-- WRITTEN TASK --
Could you write out every line of the records below exactly, leaving out the pictures?

-- DATASET RECORDS --
--------------------------------
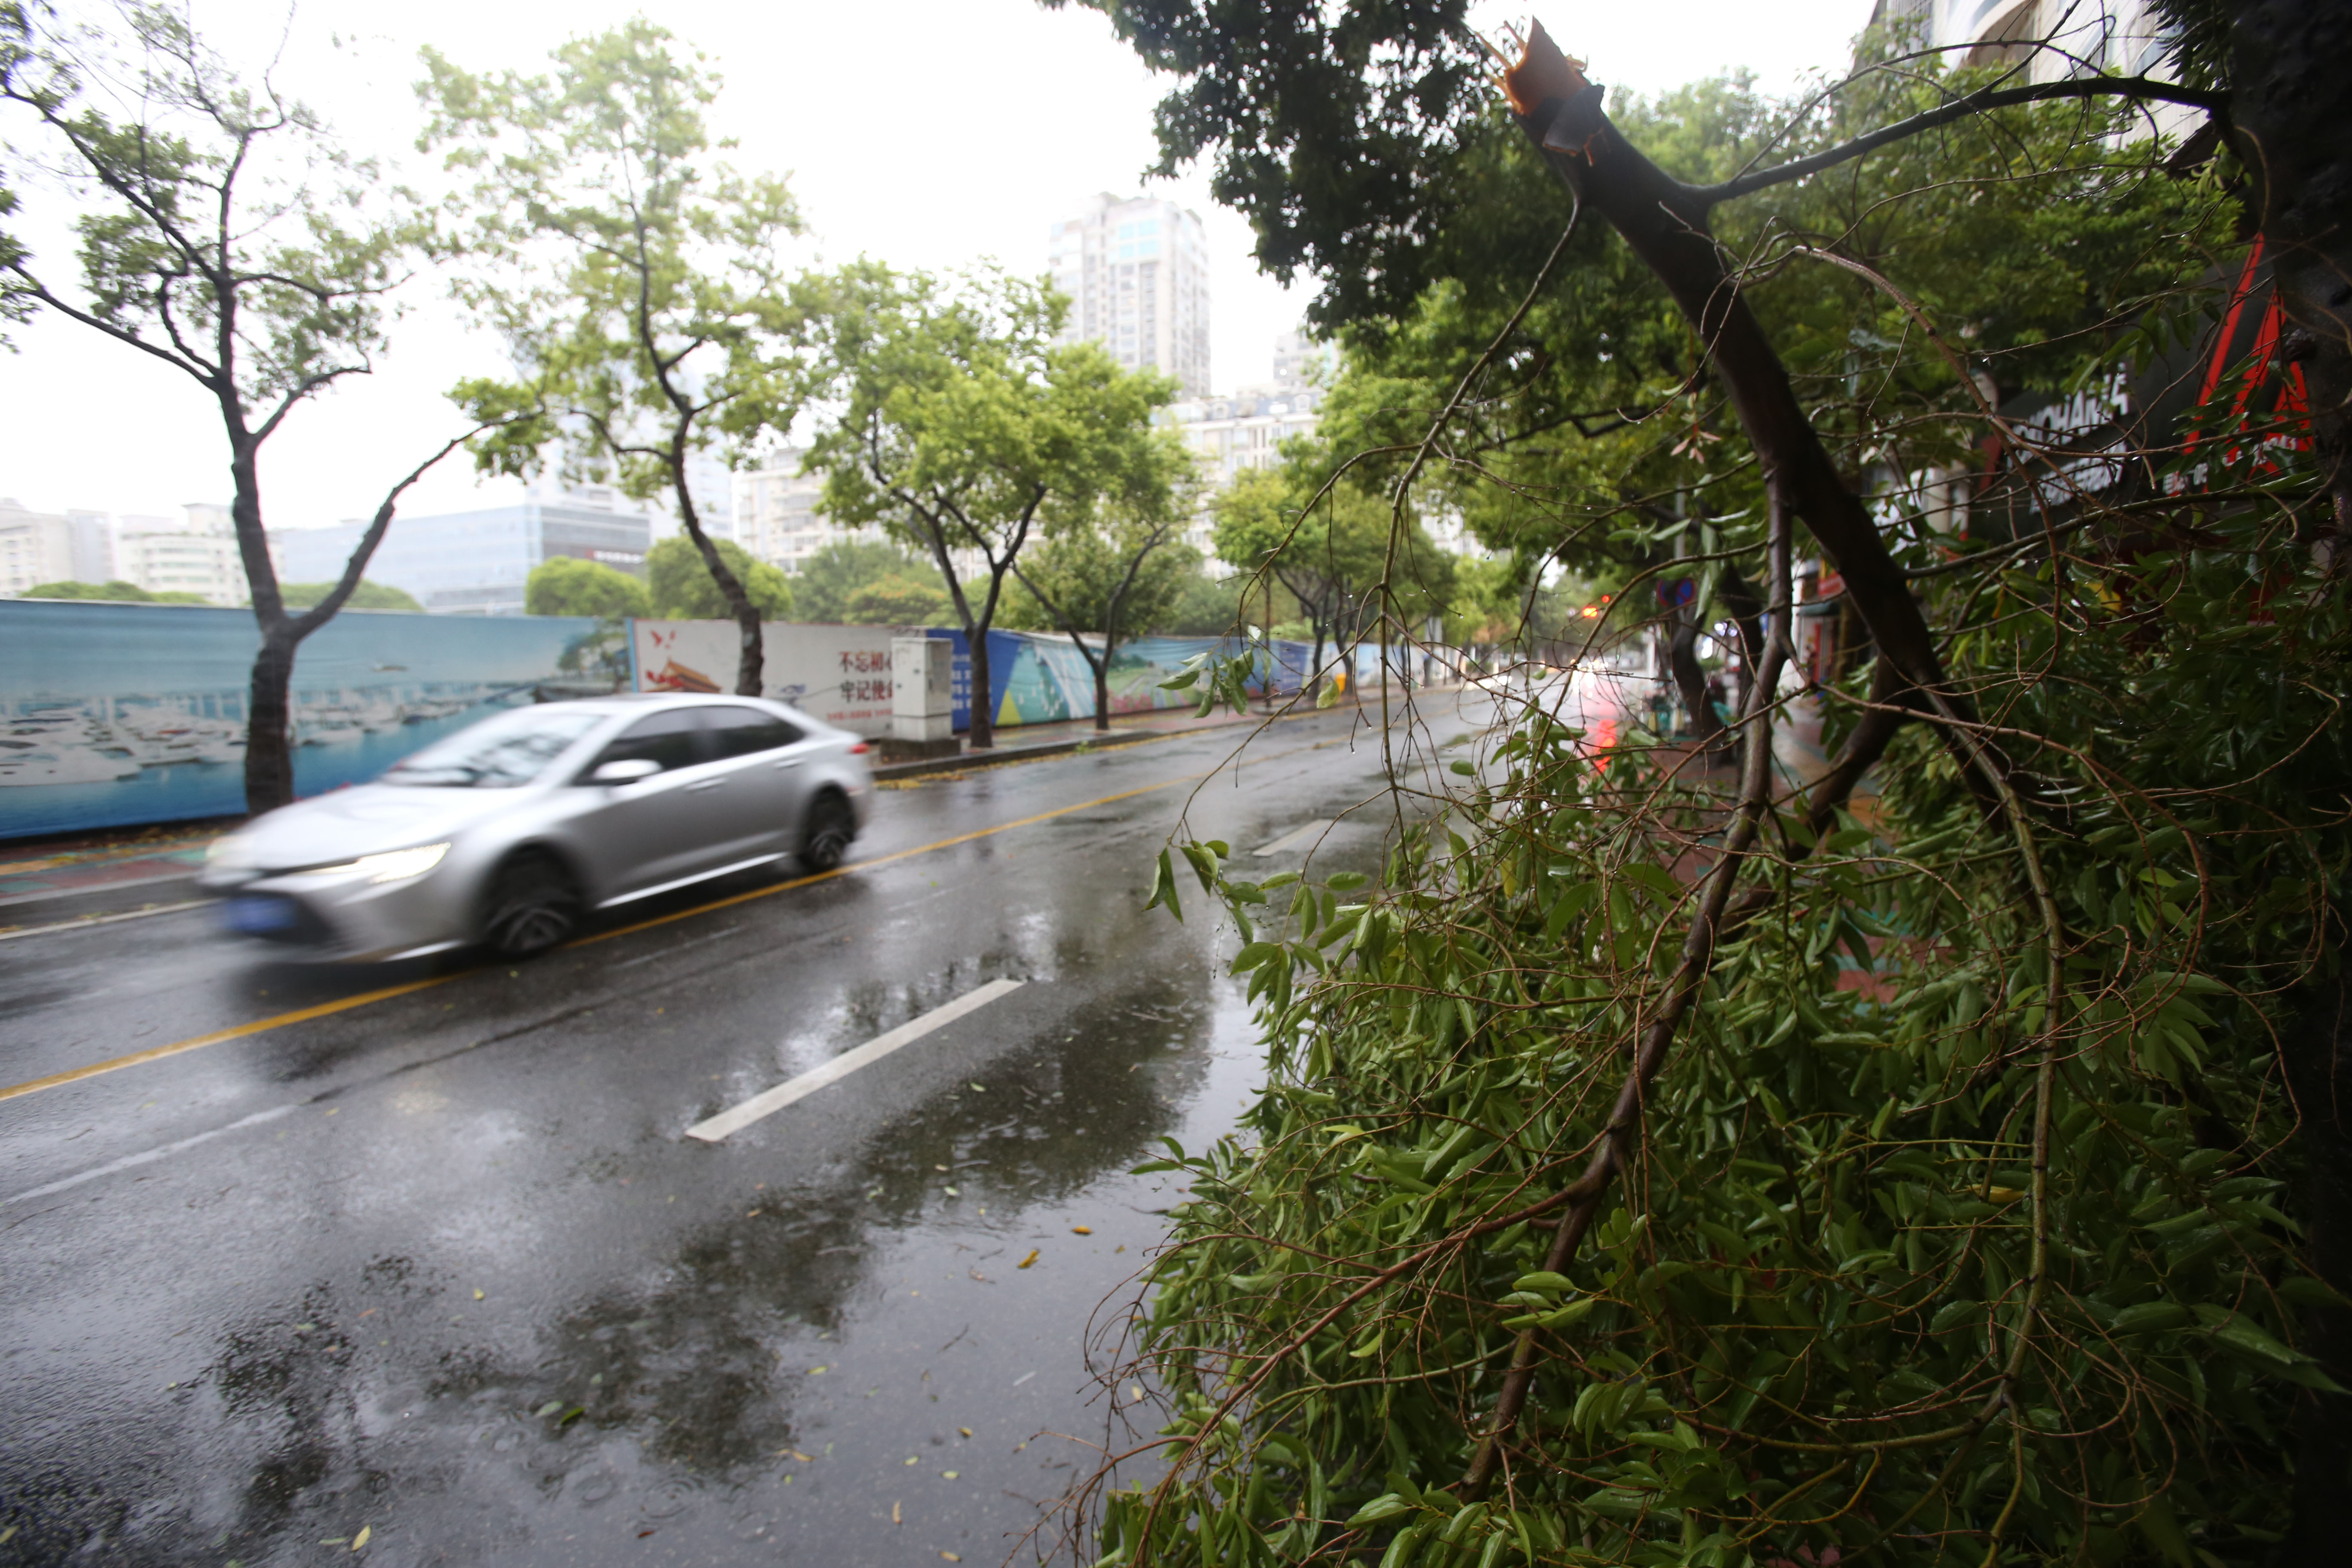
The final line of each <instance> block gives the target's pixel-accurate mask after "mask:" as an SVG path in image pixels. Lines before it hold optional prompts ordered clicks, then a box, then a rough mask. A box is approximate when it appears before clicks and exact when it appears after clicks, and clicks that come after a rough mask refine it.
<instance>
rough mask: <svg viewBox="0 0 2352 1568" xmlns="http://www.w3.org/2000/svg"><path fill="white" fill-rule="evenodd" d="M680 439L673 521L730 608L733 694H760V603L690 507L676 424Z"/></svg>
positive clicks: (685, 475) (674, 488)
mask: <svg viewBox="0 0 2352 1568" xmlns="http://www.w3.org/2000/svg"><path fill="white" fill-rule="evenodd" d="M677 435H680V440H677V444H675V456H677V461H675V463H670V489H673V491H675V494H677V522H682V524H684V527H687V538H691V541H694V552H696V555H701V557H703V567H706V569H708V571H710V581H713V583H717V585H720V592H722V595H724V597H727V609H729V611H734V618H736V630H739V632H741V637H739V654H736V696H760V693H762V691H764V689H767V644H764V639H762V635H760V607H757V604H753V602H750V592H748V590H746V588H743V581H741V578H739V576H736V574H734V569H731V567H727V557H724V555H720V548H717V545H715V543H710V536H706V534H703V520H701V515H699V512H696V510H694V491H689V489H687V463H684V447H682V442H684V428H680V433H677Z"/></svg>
--------------------------------
-- RESULT OF THIS EXERCISE --
The final line of each <instance> block gives the target's pixel-accurate mask after "mask:" as an SVG path in image pixels. Lines before it hold optional prompts ordered clicks, then a box, then a rough mask. A box is approximate when it appears before clicks and exact when it appears after clicks, and clicks that come after a rough mask refine it.
<instance>
rough mask: <svg viewBox="0 0 2352 1568" xmlns="http://www.w3.org/2000/svg"><path fill="white" fill-rule="evenodd" d="M680 439L673 521L730 608L733 694H760V603L690 507L676 424Z"/></svg>
positive clicks: (685, 475) (674, 488)
mask: <svg viewBox="0 0 2352 1568" xmlns="http://www.w3.org/2000/svg"><path fill="white" fill-rule="evenodd" d="M677 435H680V440H677V444H675V456H677V461H675V463H670V489H673V491H675V494H677V522H682V524H684V527H687V538H691V541H694V552H696V555H701V557H703V567H706V569H708V571H710V581H713V583H717V585H720V592H722V595H724V597H727V609H729V611H734V618H736V630H739V632H741V637H739V654H736V696H760V693H762V691H764V689H767V644H764V639H762V635H760V607H757V604H753V602H750V592H748V590H746V588H743V581H741V578H739V576H736V574H734V569H731V567H727V557H724V555H720V548H717V545H715V543H710V536H706V534H703V520H701V515H699V512H696V510H694V491H689V489H687V463H684V447H682V442H684V428H680V433H677Z"/></svg>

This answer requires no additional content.